DATA EXTRACT: Begin

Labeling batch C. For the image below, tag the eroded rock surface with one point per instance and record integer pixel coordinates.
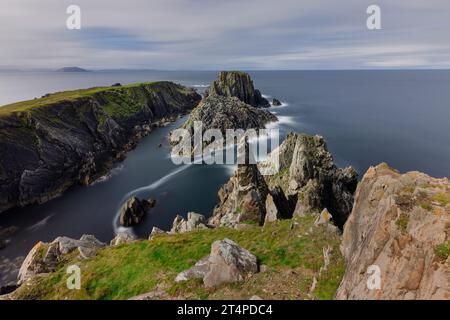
(400, 224)
(44, 257)
(227, 263)
(221, 112)
(237, 84)
(194, 221)
(45, 150)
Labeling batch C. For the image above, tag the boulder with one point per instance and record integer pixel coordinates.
(398, 229)
(134, 210)
(276, 102)
(227, 263)
(198, 271)
(194, 221)
(323, 218)
(121, 238)
(44, 257)
(237, 84)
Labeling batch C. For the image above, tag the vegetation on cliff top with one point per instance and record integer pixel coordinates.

DATA EXTRACT: End

• **WORK REQUEST**: Write out exactly the lines that begin at the one containing "Labeling batch C. For the image above, tag the boulder" and continue through the last line of the data, and only those.

• **SOLUTION FOR THIS EXERCISE**:
Labeling batch C. For the image above, tag the boulder with one point per instance and record integer pixel coordinates.
(398, 229)
(134, 210)
(276, 102)
(227, 263)
(198, 271)
(194, 221)
(323, 218)
(121, 238)
(44, 257)
(237, 84)
Labeling batch C. For the image above, tag the vegetation on cliff top with one point per instance and record integer pixel coordinates.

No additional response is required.